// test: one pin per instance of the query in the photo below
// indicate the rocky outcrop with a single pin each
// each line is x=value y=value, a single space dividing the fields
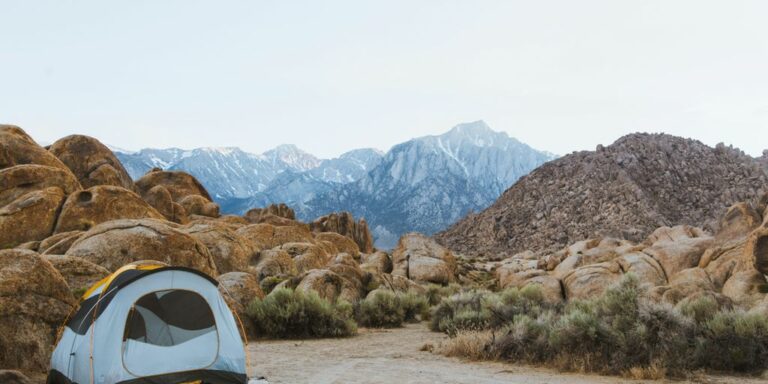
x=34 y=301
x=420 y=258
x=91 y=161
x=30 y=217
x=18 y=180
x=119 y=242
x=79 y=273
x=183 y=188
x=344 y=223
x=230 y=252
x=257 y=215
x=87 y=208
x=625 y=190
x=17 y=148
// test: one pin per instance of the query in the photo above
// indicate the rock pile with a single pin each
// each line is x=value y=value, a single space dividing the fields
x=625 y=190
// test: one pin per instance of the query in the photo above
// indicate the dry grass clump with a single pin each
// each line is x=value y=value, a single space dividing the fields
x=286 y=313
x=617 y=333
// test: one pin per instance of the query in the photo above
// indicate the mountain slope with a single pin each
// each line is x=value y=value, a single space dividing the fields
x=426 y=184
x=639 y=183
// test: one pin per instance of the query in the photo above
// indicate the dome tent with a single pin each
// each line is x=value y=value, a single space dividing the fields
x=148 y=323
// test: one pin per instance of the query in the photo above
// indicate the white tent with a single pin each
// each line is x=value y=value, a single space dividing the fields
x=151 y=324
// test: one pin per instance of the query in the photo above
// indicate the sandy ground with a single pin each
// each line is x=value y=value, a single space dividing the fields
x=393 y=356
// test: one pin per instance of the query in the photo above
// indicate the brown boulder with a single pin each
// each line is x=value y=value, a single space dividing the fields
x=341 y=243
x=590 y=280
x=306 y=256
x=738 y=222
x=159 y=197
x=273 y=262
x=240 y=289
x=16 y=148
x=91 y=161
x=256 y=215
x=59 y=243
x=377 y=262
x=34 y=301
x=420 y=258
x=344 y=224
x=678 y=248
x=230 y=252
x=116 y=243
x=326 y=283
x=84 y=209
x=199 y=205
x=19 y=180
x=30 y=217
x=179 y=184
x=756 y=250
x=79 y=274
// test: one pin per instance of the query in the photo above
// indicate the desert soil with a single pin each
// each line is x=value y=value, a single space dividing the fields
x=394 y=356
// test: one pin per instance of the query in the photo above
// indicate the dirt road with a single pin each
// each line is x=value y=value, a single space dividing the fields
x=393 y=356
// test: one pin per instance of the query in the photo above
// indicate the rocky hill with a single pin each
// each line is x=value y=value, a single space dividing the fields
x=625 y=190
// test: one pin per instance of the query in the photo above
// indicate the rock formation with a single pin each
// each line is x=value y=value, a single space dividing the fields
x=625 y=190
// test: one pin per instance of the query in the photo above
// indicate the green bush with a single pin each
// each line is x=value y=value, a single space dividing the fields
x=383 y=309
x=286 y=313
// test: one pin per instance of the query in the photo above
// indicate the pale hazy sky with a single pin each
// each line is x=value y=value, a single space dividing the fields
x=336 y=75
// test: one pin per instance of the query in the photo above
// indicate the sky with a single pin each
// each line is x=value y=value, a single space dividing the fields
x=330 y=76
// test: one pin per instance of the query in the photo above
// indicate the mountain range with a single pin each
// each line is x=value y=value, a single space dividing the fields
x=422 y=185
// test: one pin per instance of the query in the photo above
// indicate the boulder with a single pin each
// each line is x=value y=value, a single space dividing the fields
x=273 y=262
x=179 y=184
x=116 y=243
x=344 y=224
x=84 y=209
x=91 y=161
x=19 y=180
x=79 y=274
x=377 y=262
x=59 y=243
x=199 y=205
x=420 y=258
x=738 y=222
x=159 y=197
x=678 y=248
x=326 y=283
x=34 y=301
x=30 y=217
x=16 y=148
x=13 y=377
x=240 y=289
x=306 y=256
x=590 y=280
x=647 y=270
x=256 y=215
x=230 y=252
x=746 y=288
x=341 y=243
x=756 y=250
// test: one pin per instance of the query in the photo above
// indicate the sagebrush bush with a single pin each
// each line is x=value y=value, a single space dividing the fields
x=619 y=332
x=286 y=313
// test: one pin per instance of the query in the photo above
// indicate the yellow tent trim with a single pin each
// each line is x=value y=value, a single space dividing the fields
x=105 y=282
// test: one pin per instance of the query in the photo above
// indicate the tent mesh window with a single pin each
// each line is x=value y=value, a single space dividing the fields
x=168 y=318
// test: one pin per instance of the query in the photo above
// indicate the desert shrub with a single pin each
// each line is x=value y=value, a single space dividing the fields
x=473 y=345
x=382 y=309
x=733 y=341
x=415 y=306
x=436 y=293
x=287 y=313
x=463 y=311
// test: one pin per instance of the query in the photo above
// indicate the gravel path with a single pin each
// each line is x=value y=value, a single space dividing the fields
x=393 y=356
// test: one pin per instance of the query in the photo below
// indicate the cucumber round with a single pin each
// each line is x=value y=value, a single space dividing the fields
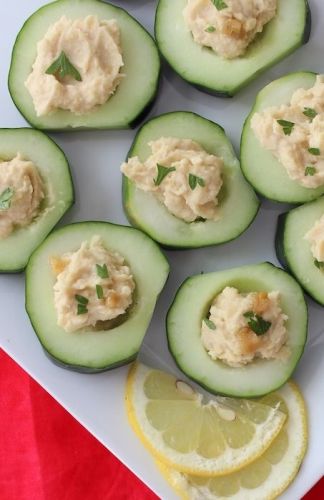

*Description of the task:* Take the listing above and restate it word for word, without its pictures.

*Finished exercise:*
// test: one pin per instance of the query in the photo below
// indicate the rocky outcrop with a single pin each
// each line is x=value y=value, a single space dividing the fields
x=34 y=301
x=420 y=258
x=91 y=161
x=30 y=217
x=18 y=180
x=119 y=242
x=79 y=273
x=183 y=188
x=344 y=223
x=230 y=252
x=257 y=215
x=87 y=208
x=625 y=190
x=17 y=148
// test: one pin per instance of the query in the photo above
// indicate the rock pile with a single pin each
// each line is x=value y=value, a single space dividing the fields
x=625 y=190
// test: one pin per instance of the query in the photo above
// indicate the dry grass clump with a single pin each
// each line is x=value y=value, a single space dividing the fields
x=286 y=313
x=617 y=333
// test: one pin per instance of the query in the photo above
// indicate the mountain slope with a single pin each
// each line is x=value y=value, a single space dividing the fields
x=426 y=184
x=639 y=183
// test: one pin per instance of the query in the photo above
// indicate the dome tent with a single pin each
// each line is x=value y=value, a single space dividing the fields
x=148 y=323
// test: one pin per instance of the query in the photo above
// indicate the white tent with a single pin each
// each line is x=value y=value, a single space dividing the fields
x=151 y=324
// test: one pin per instance of the query in the photo above
// indicate the sandy ground with a single pin each
// each line is x=value y=value, a single space dividing the fields
x=393 y=356
// test: one pin per instance of the query in the photo above
// indicate the brown boulder with a single pin each
// each line is x=value y=value, a single space dividing the fields
x=341 y=243
x=590 y=280
x=306 y=256
x=738 y=222
x=159 y=197
x=273 y=262
x=240 y=289
x=16 y=148
x=91 y=161
x=256 y=215
x=59 y=243
x=377 y=262
x=34 y=301
x=420 y=258
x=344 y=224
x=678 y=248
x=230 y=252
x=116 y=243
x=326 y=283
x=84 y=209
x=199 y=205
x=19 y=180
x=30 y=217
x=179 y=184
x=756 y=250
x=79 y=274
// test: one pin per instance of the query in the photo above
// indicate the desert soil with a single pin each
// each line is x=value y=value, a single space dividing the fields
x=394 y=356
// test: one pin per instance of the query in the photo above
// indicate the dirt road with a single pin each
// each line is x=value y=value, a single space dividing the fields
x=393 y=356
// test: one pin per instance of the query in the photo above
// indicate the rocky hill with a single pin each
// each line is x=value y=value, a single space dividing the fields
x=625 y=190
// test: one pin per instance of the query in the photo above
// indicate the rock formation with a single pin each
// each line is x=value y=value, a single space dividing the fields
x=625 y=190
// test: one pin per instance of the query in the photo above
// indicate the green bush with a single pin each
// each line is x=value y=value, a single space dividing the fields
x=383 y=309
x=286 y=313
// test: one pin per instance of the query in the photo above
// indicate the pale hazy sky with a single pin each
// each line is x=value y=value, a single space dividing the fields
x=336 y=75
// test: one pin per instance of the query in the photo above
// indicate the sky with a single pin each
// each line is x=value y=value, a single space dividing the fields
x=330 y=76
// test: one pin per instance of the query in the photo above
// indicate the mountain range with a single pin each
// each line is x=value y=value, a single space dividing the fields
x=422 y=185
// test: one pin per instance of the query in the photo above
// indicate the boulder with a single pin each
// each line is x=value y=value, a single space dividing the fields
x=273 y=262
x=179 y=184
x=116 y=243
x=344 y=224
x=84 y=209
x=91 y=161
x=19 y=180
x=79 y=274
x=377 y=262
x=59 y=243
x=199 y=205
x=420 y=258
x=738 y=222
x=159 y=197
x=678 y=248
x=326 y=283
x=34 y=301
x=30 y=217
x=16 y=148
x=13 y=377
x=240 y=289
x=306 y=256
x=590 y=280
x=647 y=270
x=256 y=215
x=230 y=252
x=746 y=288
x=341 y=243
x=756 y=250
// test: one pin per instance of the query in the photo above
// indicate the sagebrush bush with a single pin each
// each line is x=value y=value, a single space dividing the fields
x=619 y=332
x=286 y=313
// test: one pin per instance of the query in the photo above
// indicate the yellow tent trim with a single pin each
// each line is x=value y=value, a single space dividing the fields
x=105 y=282
// test: one pin per instance of the query in the photo above
// indicate the tent mesh window with a single pin each
// each line is x=value y=value, a single space dividing the fields
x=168 y=318
// test: one pin per instance of the query in the photo above
// indicate the desert shrub with a single pin each
// each line is x=value y=value, a single space dividing the fields
x=473 y=345
x=382 y=309
x=733 y=341
x=415 y=306
x=436 y=293
x=287 y=313
x=463 y=311
// test: one pin per instance of the query in the photo above
// indicate the gravel path with a single pin each
// each line is x=value y=value, a single space dividing the fields
x=393 y=356
// test: one pin per instance of the query in the photo below
// indicate the cucumber round with a single pin each
// each line is x=value y=value, a single space dividing the fields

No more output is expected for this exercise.